In [1]:
import numpy as np

In [14]:
# Creation of 2 matrices 
mat_1 = np.array([[4,3], [5,6]])
mat_2 = np.array([[5,6], [7,8]])
print("Matrix 1  \n", mat_1, "\n")
print("Matrix 2 \n", mat_2, "\n")

Matrix 1  
 [[4 3]
 [5 6]] 

Matrix 2 
 [[5 6]
 [7 8]] 



In [21]:
# Addition and subtraction operation
print("Addition: \n", np.add(mat_2, mat_1), "\n")
print("Subtraction: \n", np.subtract(mat_2, mat_1))

Addition: 
 [[ 9  9]
 [12 14]] 

Subtraction: 
 [[1 3]
 [2 2]]


In [20]:
# shape and size of array
print("Shape: ")
print(mat_1.shape)
print("")
print("Size: ")
print(mat_1.size)

Shape: 
(2, 2)

Size: 
4


### Understanding the difference between dense and sparse matrix 
The main difference between dense and sparse matrices lies in the way they store and represent data.

A dense matrix is one where most of the elements are non-zero. In other words, it contains a significant number of non-zero values. Dense matrices are typically represented as 2D arrays, where each element of the array corresponds to a value in the matrix. These matrices are memory-intensive since they store all the elements, regardless of whether they are zero or non-zero. Operations on dense matrices are generally straightforward and efficient, as the data is contiguous in memory.

On the other hand, a sparse matrix is one where the majority of elements are zero. In other words, it contains very few non-zero values. Sparse matrices are often encountered in real-world scenarios where data is inherently sparse, such as text data or social networks. To efficiently represent sparse matrices, various compression techniques are used. Instead of storing all the elements, sparse matrices store only the non-zero values along with their corresponding row and column indices. This representation reduces memory usage significantly, but it may lead to slower operations due to the need for additional computations to handle the compressed format.

——

### What you need to do
A - Name every NumPy function that the NumPy matrix walkthrough calls with the np. prefix.
B - Locate each line of the listing that contains the string "staircase", matching case exactly, and copy those lines.
The listing that follows has no connection to the NumPy matrix walkthrough.

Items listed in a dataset

——

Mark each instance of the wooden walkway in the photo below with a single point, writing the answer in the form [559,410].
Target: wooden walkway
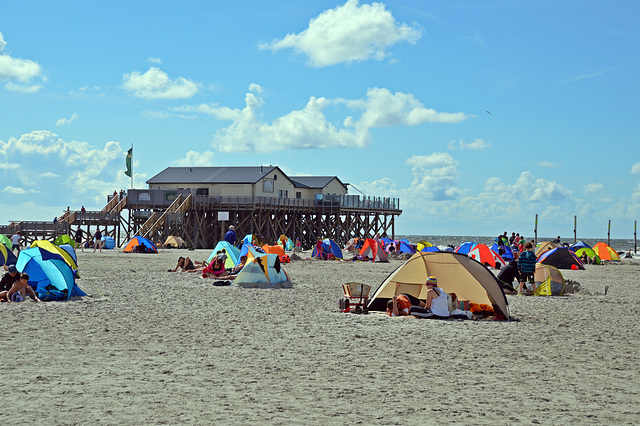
[202,220]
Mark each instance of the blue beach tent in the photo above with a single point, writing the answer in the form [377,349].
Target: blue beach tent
[508,253]
[49,274]
[329,247]
[6,256]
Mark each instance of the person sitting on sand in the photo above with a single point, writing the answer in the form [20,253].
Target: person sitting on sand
[186,265]
[215,269]
[437,304]
[401,304]
[19,291]
[508,274]
[584,258]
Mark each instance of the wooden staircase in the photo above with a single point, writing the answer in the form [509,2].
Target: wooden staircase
[156,220]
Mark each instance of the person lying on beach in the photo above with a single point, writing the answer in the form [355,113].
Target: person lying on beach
[19,291]
[9,278]
[186,265]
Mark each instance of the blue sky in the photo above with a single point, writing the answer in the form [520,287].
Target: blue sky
[478,115]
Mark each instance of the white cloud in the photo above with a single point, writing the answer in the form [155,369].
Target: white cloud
[383,108]
[309,127]
[156,84]
[67,121]
[348,33]
[196,159]
[592,187]
[476,145]
[18,72]
[81,170]
[17,191]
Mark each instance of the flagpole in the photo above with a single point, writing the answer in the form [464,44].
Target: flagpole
[131,165]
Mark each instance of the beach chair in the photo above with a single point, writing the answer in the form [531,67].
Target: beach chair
[356,297]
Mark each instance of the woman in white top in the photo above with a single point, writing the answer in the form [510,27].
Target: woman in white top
[437,305]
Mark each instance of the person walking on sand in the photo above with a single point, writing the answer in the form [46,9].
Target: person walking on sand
[15,241]
[97,240]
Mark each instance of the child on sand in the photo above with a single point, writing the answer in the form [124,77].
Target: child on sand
[19,291]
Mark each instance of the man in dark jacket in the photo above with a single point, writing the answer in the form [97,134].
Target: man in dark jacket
[527,266]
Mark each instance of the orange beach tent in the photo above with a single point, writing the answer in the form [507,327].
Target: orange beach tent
[605,252]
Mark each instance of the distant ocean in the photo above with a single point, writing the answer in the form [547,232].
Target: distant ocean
[455,240]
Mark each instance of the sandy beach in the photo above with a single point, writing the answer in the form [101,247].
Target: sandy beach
[153,347]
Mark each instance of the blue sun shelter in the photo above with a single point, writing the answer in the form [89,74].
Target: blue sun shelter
[49,274]
[233,254]
[329,247]
[6,256]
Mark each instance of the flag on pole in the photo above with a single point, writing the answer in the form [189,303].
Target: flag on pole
[129,160]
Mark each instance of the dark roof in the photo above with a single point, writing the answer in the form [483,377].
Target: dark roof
[212,174]
[313,181]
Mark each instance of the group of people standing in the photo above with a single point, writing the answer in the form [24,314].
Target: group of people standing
[523,266]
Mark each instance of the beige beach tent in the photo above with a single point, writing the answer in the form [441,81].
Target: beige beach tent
[456,273]
[175,242]
[549,280]
[547,245]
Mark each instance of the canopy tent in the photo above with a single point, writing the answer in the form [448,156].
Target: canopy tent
[286,242]
[263,270]
[561,258]
[71,251]
[605,252]
[108,242]
[546,246]
[233,254]
[592,255]
[373,250]
[275,249]
[456,273]
[486,256]
[174,241]
[250,251]
[422,244]
[49,274]
[138,241]
[580,244]
[64,239]
[507,253]
[405,247]
[329,247]
[549,281]
[50,247]
[465,247]
[5,241]
[6,256]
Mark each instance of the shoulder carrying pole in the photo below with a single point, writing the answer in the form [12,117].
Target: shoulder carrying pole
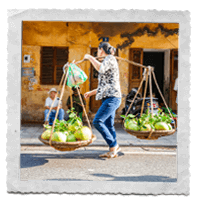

——

### Responses in order
A - np.array, np.add, np.subtract

B -
Mark each instance of the wooden staircase in the photo above with a single point, writing the answer in the form [509,2].
Target: wooden staircase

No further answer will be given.